::: Source passage
Hi Leif

I've had the same problem. I tried with 4.2.0 as well, in both fedora 17 and 
centos6, using java-6 and java-7 (openjdk and oracel/sun as well). I could 
NEVER 
use example-DIH against a mailbox having mails attachments. Only mails without 
them, even if they were HTML, but as long as I included at least 2 MIME parts 
(body + attachment), they disappeared from the indexing.

So I decided to put some traces in the code, and I found out that the trace 
"isMimeType #2" is never shown. After I've modified the code, I'm sure that for 
every mail with attachment I send, the code "part.getContent()" returns null, 
hence the unexpected result.

#FILE: solr-4.2.0/solr/contrib/dataimporthandler-
extras/src/java/org/apache/solr/handler/dataimport/MailEntityProcessor.java

  public void addPartToDocument(Part part, Map<String, Object> row, boolean 
outerMost) throws Exception {
    LOG.info("Inside addPartToDocument start");
    if (part instanceof Message) {
      LOG.info("Inside addPartToDocument.part instanceof message");
      addEnvelopToDocument(part, row);
    }

    String ct = part.getContentType();
    ContentType ctype = new ContentType(ct);
    if (part.isMimeType("multipart/*")) {
      LOG.info("Inside addPartToDocument.isMimeType #1 "+ ct);
      if (part.getContent() != null){
        Multipart mp = (Multipart) part.getContent();
        LOG.info("Inside addPartToDocument.isMimeType #2");
        int count = mp.getCount();
        LOG.info("Inside addPartToDocument.isMimeType #3 count 
is"+String.valueOf(count));
        if (part.isMimeType("multipart/alternative"))
          count = 1;
        for (int i = 0; i < count; i++)
::::::
::: Record set
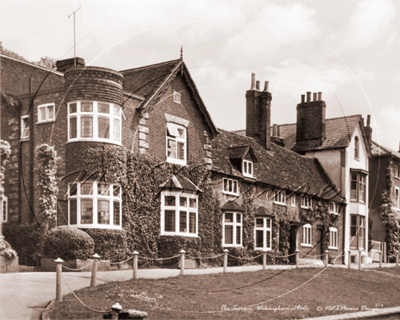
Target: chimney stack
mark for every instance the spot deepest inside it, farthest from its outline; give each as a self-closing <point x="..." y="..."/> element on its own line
<point x="258" y="113"/>
<point x="310" y="126"/>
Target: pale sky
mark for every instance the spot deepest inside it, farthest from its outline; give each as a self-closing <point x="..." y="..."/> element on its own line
<point x="349" y="50"/>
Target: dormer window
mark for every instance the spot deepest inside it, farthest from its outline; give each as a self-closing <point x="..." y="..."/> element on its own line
<point x="176" y="144"/>
<point x="280" y="197"/>
<point x="356" y="148"/>
<point x="247" y="169"/>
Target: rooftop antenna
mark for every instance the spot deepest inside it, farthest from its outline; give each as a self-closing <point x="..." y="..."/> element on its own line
<point x="74" y="35"/>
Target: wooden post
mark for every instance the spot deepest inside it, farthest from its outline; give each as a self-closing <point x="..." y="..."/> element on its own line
<point x="116" y="309"/>
<point x="96" y="258"/>
<point x="182" y="252"/>
<point x="225" y="260"/>
<point x="326" y="258"/>
<point x="58" y="279"/>
<point x="135" y="256"/>
<point x="264" y="259"/>
<point x="349" y="260"/>
<point x="384" y="253"/>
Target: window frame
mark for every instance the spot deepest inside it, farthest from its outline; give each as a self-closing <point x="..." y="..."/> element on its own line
<point x="46" y="106"/>
<point x="234" y="182"/>
<point x="306" y="239"/>
<point x="178" y="208"/>
<point x="23" y="127"/>
<point x="234" y="225"/>
<point x="95" y="115"/>
<point x="246" y="164"/>
<point x="169" y="136"/>
<point x="95" y="197"/>
<point x="265" y="230"/>
<point x="4" y="213"/>
<point x="333" y="238"/>
<point x="280" y="197"/>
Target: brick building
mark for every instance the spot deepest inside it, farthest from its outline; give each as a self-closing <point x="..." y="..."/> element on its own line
<point x="269" y="195"/>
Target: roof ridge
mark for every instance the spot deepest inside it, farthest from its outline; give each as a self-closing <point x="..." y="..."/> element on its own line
<point x="149" y="66"/>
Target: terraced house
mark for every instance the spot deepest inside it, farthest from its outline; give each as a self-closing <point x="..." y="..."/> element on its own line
<point x="105" y="123"/>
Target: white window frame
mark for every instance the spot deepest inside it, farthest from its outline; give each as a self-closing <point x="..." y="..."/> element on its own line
<point x="280" y="197"/>
<point x="23" y="127"/>
<point x="174" y="137"/>
<point x="306" y="240"/>
<point x="265" y="229"/>
<point x="247" y="168"/>
<point x="306" y="202"/>
<point x="95" y="197"/>
<point x="46" y="107"/>
<point x="177" y="97"/>
<point x="234" y="225"/>
<point x="228" y="184"/>
<point x="177" y="208"/>
<point x="4" y="213"/>
<point x="333" y="238"/>
<point x="96" y="115"/>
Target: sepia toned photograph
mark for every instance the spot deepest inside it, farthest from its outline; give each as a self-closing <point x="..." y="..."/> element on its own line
<point x="199" y="159"/>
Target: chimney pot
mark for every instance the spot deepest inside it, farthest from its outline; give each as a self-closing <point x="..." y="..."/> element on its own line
<point x="266" y="86"/>
<point x="253" y="81"/>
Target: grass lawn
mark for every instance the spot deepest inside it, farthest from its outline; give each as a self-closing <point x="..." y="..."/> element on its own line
<point x="192" y="297"/>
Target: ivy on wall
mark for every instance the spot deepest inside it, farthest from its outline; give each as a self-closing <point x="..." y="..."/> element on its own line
<point x="388" y="216"/>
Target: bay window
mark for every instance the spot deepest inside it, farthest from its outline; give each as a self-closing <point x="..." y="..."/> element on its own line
<point x="179" y="214"/>
<point x="232" y="229"/>
<point x="94" y="121"/>
<point x="94" y="205"/>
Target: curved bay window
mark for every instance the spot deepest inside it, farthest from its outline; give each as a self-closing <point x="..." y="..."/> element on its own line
<point x="94" y="205"/>
<point x="94" y="121"/>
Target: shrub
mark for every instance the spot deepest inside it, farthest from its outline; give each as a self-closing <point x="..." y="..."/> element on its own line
<point x="109" y="244"/>
<point x="68" y="243"/>
<point x="25" y="240"/>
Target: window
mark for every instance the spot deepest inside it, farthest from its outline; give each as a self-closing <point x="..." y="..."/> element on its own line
<point x="46" y="112"/>
<point x="263" y="234"/>
<point x="280" y="197"/>
<point x="95" y="205"/>
<point x="177" y="97"/>
<point x="25" y="127"/>
<point x="333" y="207"/>
<point x="356" y="148"/>
<point x="4" y="209"/>
<point x="357" y="188"/>
<point x="307" y="234"/>
<point x="306" y="202"/>
<point x="247" y="168"/>
<point x="179" y="214"/>
<point x="176" y="143"/>
<point x="231" y="186"/>
<point x="396" y="171"/>
<point x="357" y="231"/>
<point x="95" y="121"/>
<point x="333" y="238"/>
<point x="232" y="233"/>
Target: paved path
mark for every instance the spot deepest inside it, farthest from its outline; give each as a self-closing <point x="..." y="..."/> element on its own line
<point x="24" y="295"/>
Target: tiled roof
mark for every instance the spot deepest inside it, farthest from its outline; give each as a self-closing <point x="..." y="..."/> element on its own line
<point x="277" y="167"/>
<point x="144" y="81"/>
<point x="378" y="150"/>
<point x="338" y="132"/>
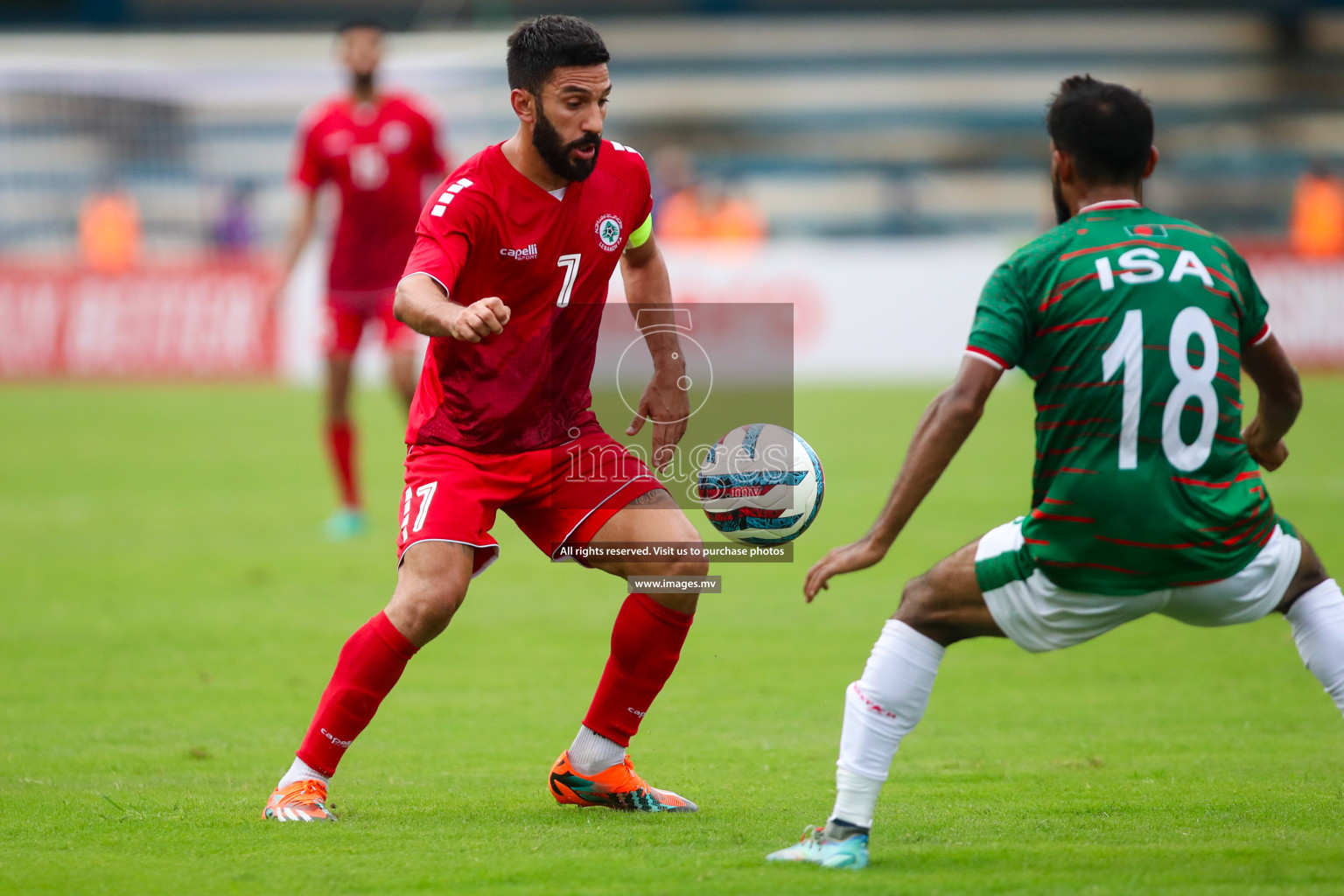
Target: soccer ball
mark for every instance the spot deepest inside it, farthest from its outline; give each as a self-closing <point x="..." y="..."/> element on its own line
<point x="761" y="484"/>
::::::
What you need to do:
(1) Please convert the entries, from the line containing "Target: paved path" through the end of the entries, into a JSON list of strings with one string per line and blank lines omitted, leaving the pictures out.
(2) Carry on the Solr mail-import post from the point where it stops.

Answers to the problems:
(1)
[
  "Target: paved path",
  "mark for every instance the spot deepest inside it, farthest from its outline; give each as a self-closing <point x=\"...\" y=\"...\"/> element on its own line",
  "<point x=\"24\" y=\"295\"/>",
  "Target: tiled roof",
  "mark for every instance the spot deepest inside it, farthest from its outline; give each as a self-closing <point x=\"...\" y=\"...\"/> element on its own line",
  "<point x=\"277\" y=\"167\"/>",
  "<point x=\"144\" y=\"81\"/>",
  "<point x=\"378\" y=\"150\"/>",
  "<point x=\"338\" y=\"132\"/>",
  "Target: soccer ball",
  "mark for every instance the spot deepest inside it, farthest from its outline; give each as a self-closing <point x=\"...\" y=\"...\"/> element on its own line",
  "<point x=\"761\" y=\"484\"/>"
]

(2)
        {
          LOG.info("Inside addPartToDocument.isMimeType.for()");
          addPartToDocument(mp.getBodyPart(i), row, false);
        }
      }
    } else if (part.isMimeType("message/rfc822")) {
      addPartToDocument((Part) part.getContent(), row, false);
    } else {
      LOG.info("Inside addPartToDocument.ELSE #1");
      String disp = part.getDisposition();
      if (!processAttachment || (disp != null && 
disp.equalsIgnoreCase(Part.ATTACHMENT)))        return;
      LOG.info("Inside addPartToDocument.ELSE #2");
      InputStream is = part.getInputStream();
      String fileName = part.getFileName();
      Metadata md = new Metadata();
      md.set(HttpHeaders.CONTENT_TYPE, 
ctype.getBaseType().toLowerCase(Locale.ROOT));
      md.set(TikaMetadataKeys.RESOURCE_NAME_KEY, fileName);
      String content = tika.parseToString(is, md);
      LOG.info("Inside addPartToDocument.ELSE #3");
      if (disp != null && disp.equalsIgnoreCase(Part.ATTACHMENT)) {
        LOG.info("Inside addPartToDocument.ELSE #4aaa");
        if (row.get(ATTACHMENT) == null)
          row.put(ATTACHMENT, new ArrayList<String>());
        List<String> contents = (List<String>) row.get(ATTACHMENT);
        contents.add(content);
        row.put(ATTACHMENT, contents);
        if (row.get(ATTACHMENT_NAMES) == null)
          row.put(ATTACHMENT_NAMES, new ArrayList<String>());
        List<String> names = (List<String>) row.get(ATTACHMENT_NAMES);
        names.add(fileName);
        row.put(ATTACHMENT_NAMES, names);
      } else {
        LOG.info("Inside addPartToDocument.ELSE #4bis");
        if (row.get(CONTENT) == null)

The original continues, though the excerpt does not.